▶ **Provided records**
================================

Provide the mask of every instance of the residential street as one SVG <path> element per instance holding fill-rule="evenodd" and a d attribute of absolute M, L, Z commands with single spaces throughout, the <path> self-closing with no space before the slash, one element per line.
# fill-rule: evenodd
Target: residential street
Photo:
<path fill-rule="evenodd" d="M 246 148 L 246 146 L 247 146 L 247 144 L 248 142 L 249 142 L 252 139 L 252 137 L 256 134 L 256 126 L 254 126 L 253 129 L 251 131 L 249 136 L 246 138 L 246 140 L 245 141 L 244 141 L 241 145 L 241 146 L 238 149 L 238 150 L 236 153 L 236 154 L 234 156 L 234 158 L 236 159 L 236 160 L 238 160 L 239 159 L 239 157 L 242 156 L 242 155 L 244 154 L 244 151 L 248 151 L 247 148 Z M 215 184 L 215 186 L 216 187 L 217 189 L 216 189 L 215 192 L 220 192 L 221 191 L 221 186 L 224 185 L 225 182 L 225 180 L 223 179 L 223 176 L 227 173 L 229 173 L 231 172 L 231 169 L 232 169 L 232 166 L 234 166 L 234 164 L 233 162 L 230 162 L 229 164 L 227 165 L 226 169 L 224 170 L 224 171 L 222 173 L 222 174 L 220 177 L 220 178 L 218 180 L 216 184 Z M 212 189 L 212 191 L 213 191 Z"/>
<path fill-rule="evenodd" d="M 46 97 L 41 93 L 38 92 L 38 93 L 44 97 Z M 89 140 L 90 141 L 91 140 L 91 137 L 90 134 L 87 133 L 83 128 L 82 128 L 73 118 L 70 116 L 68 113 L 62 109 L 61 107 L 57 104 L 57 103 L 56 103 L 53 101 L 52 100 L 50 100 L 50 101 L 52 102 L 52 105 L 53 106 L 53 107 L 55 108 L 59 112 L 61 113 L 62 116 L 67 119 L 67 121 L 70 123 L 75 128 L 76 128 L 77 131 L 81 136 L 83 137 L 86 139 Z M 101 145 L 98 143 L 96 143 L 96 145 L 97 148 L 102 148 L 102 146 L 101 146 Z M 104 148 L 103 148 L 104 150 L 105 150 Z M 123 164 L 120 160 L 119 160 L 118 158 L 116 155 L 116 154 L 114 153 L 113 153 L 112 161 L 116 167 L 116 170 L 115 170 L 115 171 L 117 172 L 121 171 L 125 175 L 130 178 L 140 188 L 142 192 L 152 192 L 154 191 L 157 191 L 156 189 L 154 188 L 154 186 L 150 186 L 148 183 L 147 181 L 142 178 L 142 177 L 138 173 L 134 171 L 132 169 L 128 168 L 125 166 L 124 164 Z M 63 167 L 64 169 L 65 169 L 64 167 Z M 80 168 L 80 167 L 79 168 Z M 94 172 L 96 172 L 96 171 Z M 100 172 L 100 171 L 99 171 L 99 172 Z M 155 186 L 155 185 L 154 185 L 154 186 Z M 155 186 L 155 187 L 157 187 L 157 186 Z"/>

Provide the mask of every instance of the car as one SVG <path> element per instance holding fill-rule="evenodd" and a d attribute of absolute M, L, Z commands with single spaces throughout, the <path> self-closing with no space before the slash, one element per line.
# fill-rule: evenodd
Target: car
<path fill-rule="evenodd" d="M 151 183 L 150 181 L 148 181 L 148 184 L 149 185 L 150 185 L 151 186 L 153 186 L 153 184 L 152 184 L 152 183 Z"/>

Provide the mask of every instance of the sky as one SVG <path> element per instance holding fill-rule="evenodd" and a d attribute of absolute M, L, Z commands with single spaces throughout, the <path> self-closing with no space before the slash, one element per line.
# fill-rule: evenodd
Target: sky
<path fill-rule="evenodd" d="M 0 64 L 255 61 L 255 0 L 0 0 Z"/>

================================

▶ **Task description**
Reproduce the lines from the first one up to and including the line containing "246 148 L 246", replacing "Target" with "Label" and changing nothing else.

▶ **Full solution**
Provide the mask of every instance of the residential street as one SVG <path> element per instance holding fill-rule="evenodd" and a d attribute of absolute M, L, Z commands with single spaces throughout, the <path> self-closing with no space before the slash, one element per line.
# fill-rule: evenodd
Label: residential street
Photo:
<path fill-rule="evenodd" d="M 246 148 L 246 146 L 247 146 L 247 144 L 248 142 L 249 142 L 252 139 L 252 137 L 256 134 L 256 126 L 254 126 L 253 129 L 251 131 L 249 136 L 246 138 L 246 140 L 245 141 L 244 141 L 241 145 L 241 146 L 238 149 L 238 150 L 236 153 L 236 154 L 234 156 L 234 158 L 236 159 L 236 160 L 238 160 L 239 159 L 239 157 L 242 156 L 242 155 L 244 154 L 244 151 L 248 151 L 247 148 Z M 215 184 L 215 186 L 216 187 L 217 189 L 216 189 L 215 192 L 220 192 L 221 191 L 221 186 L 224 185 L 225 182 L 225 180 L 223 179 L 223 176 L 227 173 L 229 173 L 231 172 L 231 169 L 232 169 L 232 166 L 234 166 L 234 164 L 233 162 L 230 162 L 229 164 L 227 165 L 226 169 L 224 170 L 224 171 L 222 173 L 222 174 L 220 177 L 220 178 L 218 180 L 216 184 Z M 212 189 L 212 191 L 213 191 Z"/>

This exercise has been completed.